(Contour labeling entries)
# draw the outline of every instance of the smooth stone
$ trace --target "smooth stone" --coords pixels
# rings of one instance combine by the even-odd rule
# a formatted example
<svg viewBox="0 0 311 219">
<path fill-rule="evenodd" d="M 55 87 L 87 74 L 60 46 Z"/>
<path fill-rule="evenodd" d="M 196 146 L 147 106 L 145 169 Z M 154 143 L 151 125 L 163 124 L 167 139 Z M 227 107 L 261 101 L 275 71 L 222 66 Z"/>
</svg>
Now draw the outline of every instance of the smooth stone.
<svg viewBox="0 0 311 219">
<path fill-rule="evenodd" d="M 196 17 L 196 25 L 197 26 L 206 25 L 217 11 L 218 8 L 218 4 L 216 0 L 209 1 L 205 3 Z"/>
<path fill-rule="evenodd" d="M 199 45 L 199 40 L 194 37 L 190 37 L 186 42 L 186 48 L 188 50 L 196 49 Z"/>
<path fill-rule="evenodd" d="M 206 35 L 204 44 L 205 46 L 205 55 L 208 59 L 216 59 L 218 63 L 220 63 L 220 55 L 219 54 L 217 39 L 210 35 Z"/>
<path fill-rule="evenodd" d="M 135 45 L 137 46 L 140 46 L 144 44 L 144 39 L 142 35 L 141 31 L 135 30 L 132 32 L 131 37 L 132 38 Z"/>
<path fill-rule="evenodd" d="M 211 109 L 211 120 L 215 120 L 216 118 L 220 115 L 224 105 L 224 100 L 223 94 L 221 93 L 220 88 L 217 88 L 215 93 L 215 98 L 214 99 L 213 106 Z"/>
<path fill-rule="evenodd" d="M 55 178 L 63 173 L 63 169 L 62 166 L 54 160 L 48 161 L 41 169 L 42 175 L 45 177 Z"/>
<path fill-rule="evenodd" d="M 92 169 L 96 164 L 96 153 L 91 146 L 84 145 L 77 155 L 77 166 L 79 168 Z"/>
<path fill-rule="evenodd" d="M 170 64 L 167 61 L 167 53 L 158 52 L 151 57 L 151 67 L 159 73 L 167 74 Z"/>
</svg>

### Task goal
Swap "smooth stone" for "river pebble" throughout the material above, and write the material out again with nothing else changed.

### Answer to the problem
# draw the outline of every instance of the river pebble
$ trace --target "river pebble" --coords pixels
# rings of one instance combine by the even-odd rule
# a formatted example
<svg viewBox="0 0 311 219">
<path fill-rule="evenodd" d="M 55 87 L 87 74 L 60 46 Z"/>
<path fill-rule="evenodd" d="M 196 146 L 147 106 L 145 169 Z M 154 143 L 151 125 L 163 124 L 167 139 Z M 227 107 L 261 101 L 275 71 L 222 66 Z"/>
</svg>
Now draw the outline of every instance of the river pebble.
<svg viewBox="0 0 311 219">
<path fill-rule="evenodd" d="M 196 17 L 196 25 L 197 26 L 206 25 L 217 11 L 218 8 L 218 4 L 216 0 L 209 1 L 205 3 Z"/>
<path fill-rule="evenodd" d="M 199 45 L 199 40 L 194 37 L 190 37 L 186 42 L 186 48 L 188 50 L 196 49 Z"/>
<path fill-rule="evenodd" d="M 206 35 L 204 44 L 205 46 L 205 55 L 208 59 L 216 59 L 218 63 L 220 63 L 220 55 L 219 54 L 217 39 L 210 35 Z"/>
<path fill-rule="evenodd" d="M 135 45 L 137 46 L 140 46 L 144 44 L 144 39 L 142 35 L 141 31 L 135 30 L 132 32 L 131 37 L 132 38 Z"/>
<path fill-rule="evenodd" d="M 211 109 L 211 120 L 215 120 L 216 118 L 220 115 L 224 105 L 224 100 L 223 94 L 221 93 L 220 88 L 217 88 L 215 93 L 215 98 L 214 99 L 213 106 Z"/>
<path fill-rule="evenodd" d="M 55 178 L 63 173 L 63 169 L 62 166 L 54 160 L 48 161 L 41 169 L 42 175 L 45 177 Z"/>
<path fill-rule="evenodd" d="M 92 169 L 96 164 L 96 153 L 91 146 L 84 145 L 77 155 L 77 166 L 79 168 Z"/>
<path fill-rule="evenodd" d="M 170 64 L 167 61 L 167 53 L 158 52 L 151 57 L 151 67 L 159 73 L 167 74 Z"/>
</svg>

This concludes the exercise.